- **Work instructions**: Write out, word for word, every line from the one containing "In the photo above, where can the green foliage" through the final line of the records.

- **Records shown**:
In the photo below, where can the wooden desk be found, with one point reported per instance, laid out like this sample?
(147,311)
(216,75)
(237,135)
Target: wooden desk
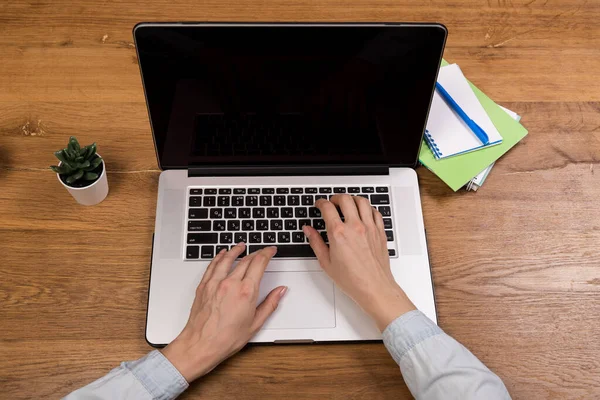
(516,265)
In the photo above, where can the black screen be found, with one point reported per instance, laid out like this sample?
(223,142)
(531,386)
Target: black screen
(288,94)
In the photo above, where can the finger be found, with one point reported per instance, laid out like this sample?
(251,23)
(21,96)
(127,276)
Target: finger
(329,213)
(380,227)
(259,263)
(347,205)
(267,307)
(240,269)
(318,245)
(365,210)
(209,270)
(224,265)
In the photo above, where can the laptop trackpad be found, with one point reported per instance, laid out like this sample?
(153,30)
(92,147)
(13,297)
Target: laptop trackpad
(308,302)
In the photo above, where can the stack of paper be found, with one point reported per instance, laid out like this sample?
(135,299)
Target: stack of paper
(463,167)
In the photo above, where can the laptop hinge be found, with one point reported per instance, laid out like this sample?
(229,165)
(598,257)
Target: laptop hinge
(283,170)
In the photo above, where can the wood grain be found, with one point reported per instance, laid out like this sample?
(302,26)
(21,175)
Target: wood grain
(516,265)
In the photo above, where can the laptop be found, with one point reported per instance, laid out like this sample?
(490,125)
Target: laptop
(253,123)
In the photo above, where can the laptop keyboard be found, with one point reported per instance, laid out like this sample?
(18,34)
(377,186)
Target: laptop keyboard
(218,218)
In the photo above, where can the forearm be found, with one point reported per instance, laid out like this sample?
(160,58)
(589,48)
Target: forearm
(435,366)
(150,377)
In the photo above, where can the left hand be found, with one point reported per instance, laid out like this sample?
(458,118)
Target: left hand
(224,315)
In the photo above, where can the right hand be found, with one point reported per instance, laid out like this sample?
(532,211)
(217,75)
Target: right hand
(357,258)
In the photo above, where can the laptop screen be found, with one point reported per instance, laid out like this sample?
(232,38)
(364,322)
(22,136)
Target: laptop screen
(288,94)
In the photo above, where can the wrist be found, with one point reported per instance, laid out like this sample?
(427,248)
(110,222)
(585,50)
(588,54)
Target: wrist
(190,362)
(388,305)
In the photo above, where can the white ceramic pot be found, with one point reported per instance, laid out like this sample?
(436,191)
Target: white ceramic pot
(92,194)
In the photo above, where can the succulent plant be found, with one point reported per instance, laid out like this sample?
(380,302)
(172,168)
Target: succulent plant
(77,163)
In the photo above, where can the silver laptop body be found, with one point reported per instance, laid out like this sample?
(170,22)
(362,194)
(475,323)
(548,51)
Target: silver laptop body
(250,130)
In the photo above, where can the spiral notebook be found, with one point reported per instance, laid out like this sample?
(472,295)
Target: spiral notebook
(446,133)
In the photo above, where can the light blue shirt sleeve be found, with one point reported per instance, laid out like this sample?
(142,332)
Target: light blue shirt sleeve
(151,377)
(435,366)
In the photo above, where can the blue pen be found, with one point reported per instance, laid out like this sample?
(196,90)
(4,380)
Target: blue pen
(480,133)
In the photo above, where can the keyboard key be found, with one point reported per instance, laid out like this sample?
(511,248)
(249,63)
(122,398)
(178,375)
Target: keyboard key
(251,201)
(262,224)
(195,201)
(314,212)
(276,225)
(219,225)
(248,225)
(301,212)
(199,226)
(380,199)
(290,224)
(223,201)
(269,237)
(198,213)
(209,201)
(207,252)
(226,237)
(230,213)
(233,225)
(287,250)
(303,222)
(202,238)
(221,247)
(385,211)
(308,200)
(237,201)
(192,252)
(293,200)
(240,237)
(266,200)
(298,237)
(279,200)
(318,224)
(283,237)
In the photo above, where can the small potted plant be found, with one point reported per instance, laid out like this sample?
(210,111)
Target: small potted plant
(82,171)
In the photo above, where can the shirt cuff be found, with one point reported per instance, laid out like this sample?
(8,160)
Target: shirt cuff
(407,331)
(158,376)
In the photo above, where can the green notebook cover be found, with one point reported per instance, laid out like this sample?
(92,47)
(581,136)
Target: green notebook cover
(459,170)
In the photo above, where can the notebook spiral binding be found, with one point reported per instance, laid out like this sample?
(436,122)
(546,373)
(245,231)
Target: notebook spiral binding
(432,146)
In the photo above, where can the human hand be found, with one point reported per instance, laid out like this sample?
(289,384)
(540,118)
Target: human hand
(224,315)
(357,258)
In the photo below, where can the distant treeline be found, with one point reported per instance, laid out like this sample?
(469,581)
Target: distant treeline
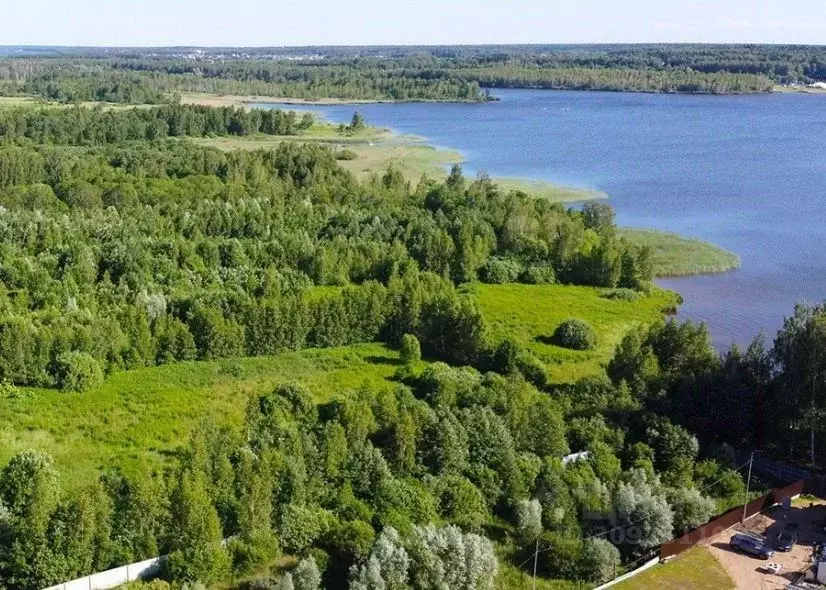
(437,73)
(85,126)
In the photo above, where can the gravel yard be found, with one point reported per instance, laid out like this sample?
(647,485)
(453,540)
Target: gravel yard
(748,571)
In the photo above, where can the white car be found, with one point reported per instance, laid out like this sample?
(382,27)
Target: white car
(772,568)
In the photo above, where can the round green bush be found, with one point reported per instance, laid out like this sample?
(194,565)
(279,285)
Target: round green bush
(539,274)
(78,371)
(575,334)
(500,270)
(410,350)
(346,154)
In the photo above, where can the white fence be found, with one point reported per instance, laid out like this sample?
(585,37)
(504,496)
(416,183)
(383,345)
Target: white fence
(142,570)
(648,564)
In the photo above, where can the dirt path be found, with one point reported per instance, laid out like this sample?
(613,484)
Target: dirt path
(747,571)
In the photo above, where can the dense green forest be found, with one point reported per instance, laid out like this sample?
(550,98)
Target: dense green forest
(125,254)
(125,245)
(399,73)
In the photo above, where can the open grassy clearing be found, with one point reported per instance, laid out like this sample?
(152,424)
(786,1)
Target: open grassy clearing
(696,569)
(248,101)
(138,417)
(531,313)
(377,149)
(675,255)
(549,191)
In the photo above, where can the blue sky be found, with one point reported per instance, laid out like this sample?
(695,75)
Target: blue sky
(355,22)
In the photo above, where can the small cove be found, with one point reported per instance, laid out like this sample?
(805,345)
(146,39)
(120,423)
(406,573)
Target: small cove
(745,172)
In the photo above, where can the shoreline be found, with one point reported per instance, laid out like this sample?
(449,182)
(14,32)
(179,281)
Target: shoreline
(377,148)
(249,101)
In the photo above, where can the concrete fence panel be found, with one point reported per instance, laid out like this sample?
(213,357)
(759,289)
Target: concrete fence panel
(142,570)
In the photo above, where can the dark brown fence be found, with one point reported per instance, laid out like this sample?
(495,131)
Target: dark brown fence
(732,517)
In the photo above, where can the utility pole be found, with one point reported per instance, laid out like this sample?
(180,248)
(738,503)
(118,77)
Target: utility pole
(748,483)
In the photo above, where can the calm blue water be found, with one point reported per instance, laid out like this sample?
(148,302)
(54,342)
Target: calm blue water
(745,172)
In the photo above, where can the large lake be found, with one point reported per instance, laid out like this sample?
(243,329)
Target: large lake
(745,172)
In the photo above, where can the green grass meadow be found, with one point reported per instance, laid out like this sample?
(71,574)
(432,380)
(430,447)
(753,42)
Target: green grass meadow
(675,255)
(137,418)
(696,569)
(531,313)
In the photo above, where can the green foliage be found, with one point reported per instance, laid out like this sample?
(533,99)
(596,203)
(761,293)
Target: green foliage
(600,561)
(528,520)
(197,553)
(78,371)
(500,270)
(575,334)
(691,508)
(410,351)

- **Answer**:
In the photo above, where can the green foliage be found, with one point reported per instance, laid out like this sample?
(533,99)
(596,203)
(761,293)
Target: green foliage
(600,561)
(528,520)
(197,553)
(78,371)
(500,270)
(575,334)
(691,508)
(410,351)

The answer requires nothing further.